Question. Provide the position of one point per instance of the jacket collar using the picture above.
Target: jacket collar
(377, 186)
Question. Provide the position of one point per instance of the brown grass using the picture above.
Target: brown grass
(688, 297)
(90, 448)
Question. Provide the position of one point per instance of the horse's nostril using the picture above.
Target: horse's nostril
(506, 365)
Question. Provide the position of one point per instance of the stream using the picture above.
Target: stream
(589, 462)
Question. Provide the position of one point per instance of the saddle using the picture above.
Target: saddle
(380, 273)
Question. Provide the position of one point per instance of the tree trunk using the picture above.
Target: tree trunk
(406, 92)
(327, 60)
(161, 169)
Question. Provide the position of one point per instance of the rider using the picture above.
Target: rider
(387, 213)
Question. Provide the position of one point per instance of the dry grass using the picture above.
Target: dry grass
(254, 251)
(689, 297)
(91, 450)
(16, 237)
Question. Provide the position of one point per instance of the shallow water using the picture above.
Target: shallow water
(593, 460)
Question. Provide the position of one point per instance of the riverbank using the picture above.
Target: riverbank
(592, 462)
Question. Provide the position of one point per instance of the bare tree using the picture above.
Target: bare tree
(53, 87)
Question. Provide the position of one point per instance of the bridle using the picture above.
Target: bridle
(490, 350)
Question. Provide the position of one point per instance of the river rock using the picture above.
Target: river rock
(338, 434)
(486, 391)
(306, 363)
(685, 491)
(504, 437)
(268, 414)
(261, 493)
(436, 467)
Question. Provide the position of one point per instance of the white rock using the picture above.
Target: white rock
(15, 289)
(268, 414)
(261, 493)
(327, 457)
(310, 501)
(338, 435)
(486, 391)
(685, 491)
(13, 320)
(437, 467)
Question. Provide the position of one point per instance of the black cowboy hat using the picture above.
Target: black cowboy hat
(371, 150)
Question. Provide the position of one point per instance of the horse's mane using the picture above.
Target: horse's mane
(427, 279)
● ● ●
Your assignment:
Find the line that contains "hat using the picture above." in the data above. Reproduce it and every later line exactly, through the last one.

Answer area:
Question. Provide the position of one point per instance of the black cowboy hat using the picture above.
Target: black cowboy hat
(371, 150)
Question. Provide the position of one point per instance of the horse's mane using the picture above.
Target: horse's mane
(427, 279)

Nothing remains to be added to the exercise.